TASK TO COMPLETE:
Extract each line below that contains the string "jacket", treating uppercase and lowercase letters as distinct.

AVAILABLE DATA:
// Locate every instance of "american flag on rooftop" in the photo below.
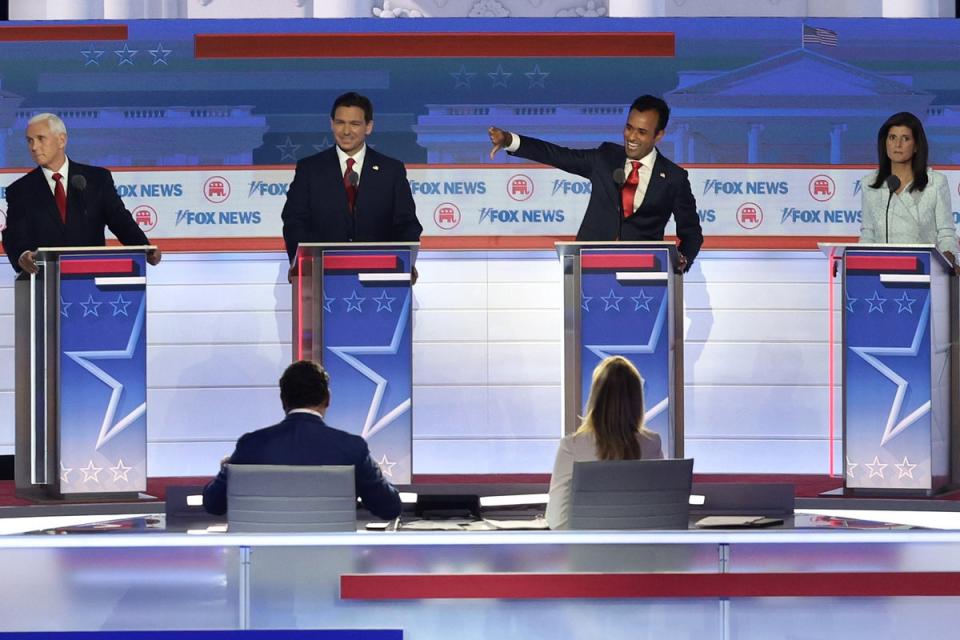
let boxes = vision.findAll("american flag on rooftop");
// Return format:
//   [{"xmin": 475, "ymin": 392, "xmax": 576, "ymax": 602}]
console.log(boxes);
[{"xmin": 803, "ymin": 25, "xmax": 837, "ymax": 47}]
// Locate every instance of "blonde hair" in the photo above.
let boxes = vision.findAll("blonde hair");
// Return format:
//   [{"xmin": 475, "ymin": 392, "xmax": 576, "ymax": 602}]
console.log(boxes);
[{"xmin": 578, "ymin": 356, "xmax": 648, "ymax": 460}]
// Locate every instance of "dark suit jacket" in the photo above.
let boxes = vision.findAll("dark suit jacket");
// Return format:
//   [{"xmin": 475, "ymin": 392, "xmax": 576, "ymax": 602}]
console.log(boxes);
[
  {"xmin": 203, "ymin": 413, "xmax": 401, "ymax": 520},
  {"xmin": 515, "ymin": 136, "xmax": 703, "ymax": 266},
  {"xmin": 3, "ymin": 160, "xmax": 150, "ymax": 272},
  {"xmin": 282, "ymin": 145, "xmax": 423, "ymax": 260}
]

CORRECT RESULT:
// Locate every instance of "dark suit jacket" in the photo above.
let boxes = vision.findAll("dark suit jacket");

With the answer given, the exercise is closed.